> Provided data
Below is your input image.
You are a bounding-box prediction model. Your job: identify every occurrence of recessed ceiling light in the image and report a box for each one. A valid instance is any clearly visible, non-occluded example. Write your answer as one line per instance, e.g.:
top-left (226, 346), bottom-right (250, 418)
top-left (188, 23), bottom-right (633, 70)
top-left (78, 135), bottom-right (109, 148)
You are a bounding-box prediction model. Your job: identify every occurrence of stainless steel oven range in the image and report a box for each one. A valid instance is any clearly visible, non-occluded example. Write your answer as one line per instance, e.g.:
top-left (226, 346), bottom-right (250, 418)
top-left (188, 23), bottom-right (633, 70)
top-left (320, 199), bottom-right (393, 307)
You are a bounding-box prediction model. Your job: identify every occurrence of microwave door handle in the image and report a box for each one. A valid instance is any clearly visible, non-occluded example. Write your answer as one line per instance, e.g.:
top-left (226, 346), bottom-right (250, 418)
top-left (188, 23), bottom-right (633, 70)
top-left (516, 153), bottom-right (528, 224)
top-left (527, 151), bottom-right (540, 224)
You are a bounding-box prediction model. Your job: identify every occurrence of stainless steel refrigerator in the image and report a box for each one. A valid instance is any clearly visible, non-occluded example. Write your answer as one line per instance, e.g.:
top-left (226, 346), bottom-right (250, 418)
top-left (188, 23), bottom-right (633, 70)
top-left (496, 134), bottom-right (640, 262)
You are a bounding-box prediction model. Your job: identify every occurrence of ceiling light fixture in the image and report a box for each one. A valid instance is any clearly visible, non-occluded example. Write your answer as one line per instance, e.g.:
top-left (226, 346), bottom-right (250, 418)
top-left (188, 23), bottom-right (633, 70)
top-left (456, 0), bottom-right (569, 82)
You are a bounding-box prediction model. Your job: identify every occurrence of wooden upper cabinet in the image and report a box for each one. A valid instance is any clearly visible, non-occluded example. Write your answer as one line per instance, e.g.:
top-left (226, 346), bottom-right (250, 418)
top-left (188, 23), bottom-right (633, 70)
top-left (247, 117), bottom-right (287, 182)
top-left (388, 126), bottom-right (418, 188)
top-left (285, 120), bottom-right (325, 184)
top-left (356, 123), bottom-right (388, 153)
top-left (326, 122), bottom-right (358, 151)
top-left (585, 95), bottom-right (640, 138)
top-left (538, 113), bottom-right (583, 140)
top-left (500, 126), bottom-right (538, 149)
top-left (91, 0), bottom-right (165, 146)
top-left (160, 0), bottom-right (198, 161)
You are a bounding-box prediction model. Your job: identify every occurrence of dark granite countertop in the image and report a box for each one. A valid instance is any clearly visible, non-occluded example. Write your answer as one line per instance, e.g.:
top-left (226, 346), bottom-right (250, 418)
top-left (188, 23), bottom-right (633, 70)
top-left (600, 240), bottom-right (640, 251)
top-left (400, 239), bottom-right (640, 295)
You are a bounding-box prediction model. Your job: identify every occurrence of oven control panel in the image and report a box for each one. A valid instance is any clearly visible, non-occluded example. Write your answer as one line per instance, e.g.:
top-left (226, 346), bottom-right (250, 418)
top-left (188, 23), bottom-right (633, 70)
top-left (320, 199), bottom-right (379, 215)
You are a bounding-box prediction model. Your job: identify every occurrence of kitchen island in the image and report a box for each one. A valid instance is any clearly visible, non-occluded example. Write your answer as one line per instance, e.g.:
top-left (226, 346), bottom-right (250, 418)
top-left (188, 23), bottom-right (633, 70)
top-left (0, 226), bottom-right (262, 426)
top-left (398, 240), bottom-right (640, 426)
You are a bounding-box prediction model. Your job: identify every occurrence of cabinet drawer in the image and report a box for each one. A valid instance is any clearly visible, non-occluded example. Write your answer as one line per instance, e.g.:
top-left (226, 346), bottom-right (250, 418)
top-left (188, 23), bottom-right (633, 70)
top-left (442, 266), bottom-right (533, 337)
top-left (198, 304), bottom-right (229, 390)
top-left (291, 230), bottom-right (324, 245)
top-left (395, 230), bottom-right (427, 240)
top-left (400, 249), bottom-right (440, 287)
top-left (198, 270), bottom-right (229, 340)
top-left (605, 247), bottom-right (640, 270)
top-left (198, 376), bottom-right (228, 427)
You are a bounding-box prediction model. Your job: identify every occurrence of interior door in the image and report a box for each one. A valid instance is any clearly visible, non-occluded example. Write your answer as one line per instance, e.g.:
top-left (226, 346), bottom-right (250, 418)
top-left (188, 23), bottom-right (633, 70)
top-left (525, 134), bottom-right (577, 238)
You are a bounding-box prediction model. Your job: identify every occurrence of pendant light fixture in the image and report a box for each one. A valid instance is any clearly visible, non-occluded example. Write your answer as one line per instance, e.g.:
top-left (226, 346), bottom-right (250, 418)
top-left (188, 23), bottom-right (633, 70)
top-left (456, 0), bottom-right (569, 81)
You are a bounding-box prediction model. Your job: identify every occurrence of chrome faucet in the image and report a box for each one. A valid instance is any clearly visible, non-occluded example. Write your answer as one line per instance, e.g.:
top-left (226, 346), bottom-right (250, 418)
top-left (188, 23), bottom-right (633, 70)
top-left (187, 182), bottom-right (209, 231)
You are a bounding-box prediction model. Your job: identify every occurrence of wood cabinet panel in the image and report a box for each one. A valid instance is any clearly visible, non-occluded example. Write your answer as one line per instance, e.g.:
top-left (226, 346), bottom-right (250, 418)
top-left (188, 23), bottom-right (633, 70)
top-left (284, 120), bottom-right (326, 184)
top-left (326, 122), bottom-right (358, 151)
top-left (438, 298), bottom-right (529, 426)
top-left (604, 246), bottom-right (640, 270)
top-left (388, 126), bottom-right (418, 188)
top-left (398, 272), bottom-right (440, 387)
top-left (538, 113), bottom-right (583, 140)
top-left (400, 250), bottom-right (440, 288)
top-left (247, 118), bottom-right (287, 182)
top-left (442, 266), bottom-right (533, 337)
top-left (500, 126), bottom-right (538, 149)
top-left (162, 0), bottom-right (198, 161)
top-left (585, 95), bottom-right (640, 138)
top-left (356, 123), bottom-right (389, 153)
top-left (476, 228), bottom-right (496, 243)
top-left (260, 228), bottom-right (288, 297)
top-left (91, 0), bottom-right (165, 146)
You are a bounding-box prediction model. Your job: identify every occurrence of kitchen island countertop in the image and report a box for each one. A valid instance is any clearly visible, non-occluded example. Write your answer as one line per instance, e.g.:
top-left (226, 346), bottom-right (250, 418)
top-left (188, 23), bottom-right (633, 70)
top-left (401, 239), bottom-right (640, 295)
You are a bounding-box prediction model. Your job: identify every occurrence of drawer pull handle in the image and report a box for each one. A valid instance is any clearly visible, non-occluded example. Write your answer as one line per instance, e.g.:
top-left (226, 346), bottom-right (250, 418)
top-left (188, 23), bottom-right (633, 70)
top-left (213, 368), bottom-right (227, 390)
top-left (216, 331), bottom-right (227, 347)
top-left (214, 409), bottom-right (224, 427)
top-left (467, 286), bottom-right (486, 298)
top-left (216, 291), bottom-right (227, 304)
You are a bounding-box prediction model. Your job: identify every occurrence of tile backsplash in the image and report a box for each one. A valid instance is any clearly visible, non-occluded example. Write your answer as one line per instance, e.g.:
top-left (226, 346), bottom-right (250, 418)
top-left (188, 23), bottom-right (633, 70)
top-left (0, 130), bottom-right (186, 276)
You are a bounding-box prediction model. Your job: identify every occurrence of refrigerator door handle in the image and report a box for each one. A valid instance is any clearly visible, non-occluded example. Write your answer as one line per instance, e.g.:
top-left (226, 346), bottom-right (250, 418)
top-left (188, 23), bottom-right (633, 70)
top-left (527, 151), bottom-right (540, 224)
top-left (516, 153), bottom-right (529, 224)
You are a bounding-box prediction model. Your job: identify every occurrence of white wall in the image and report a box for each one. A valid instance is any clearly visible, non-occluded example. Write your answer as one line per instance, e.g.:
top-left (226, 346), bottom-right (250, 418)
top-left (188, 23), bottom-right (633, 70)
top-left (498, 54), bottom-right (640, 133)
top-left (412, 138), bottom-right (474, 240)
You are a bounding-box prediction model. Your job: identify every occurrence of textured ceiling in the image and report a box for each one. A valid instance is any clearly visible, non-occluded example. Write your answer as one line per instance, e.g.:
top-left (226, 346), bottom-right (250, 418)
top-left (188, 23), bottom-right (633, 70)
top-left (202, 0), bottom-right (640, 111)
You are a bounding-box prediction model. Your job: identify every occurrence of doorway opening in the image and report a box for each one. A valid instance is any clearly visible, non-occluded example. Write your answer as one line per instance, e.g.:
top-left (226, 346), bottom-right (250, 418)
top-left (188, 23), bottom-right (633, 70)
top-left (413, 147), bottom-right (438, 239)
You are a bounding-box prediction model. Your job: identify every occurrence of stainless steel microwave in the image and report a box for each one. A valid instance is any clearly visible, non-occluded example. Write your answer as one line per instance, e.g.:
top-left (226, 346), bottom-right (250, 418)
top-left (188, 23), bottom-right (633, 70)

> Prompt
Report, in full, every line of the records above that contains the word "fixture". Count only matches with the same case.

> Answer to the task
You are a bounding-box prediction model. Your job: identify every occurrence of ceiling light fixture in the image and report a box for each one. A valid instance is any clearly visible, non-occluded example. Write your answer as one line per instance, e.g.:
You are a bounding-box prediction model. Your job: identify every occurrence of pendant light fixture in the image and report a box for each one. A valid instance is any clearly visible, non-occluded example. Write your answer as one line per instance, e.g.:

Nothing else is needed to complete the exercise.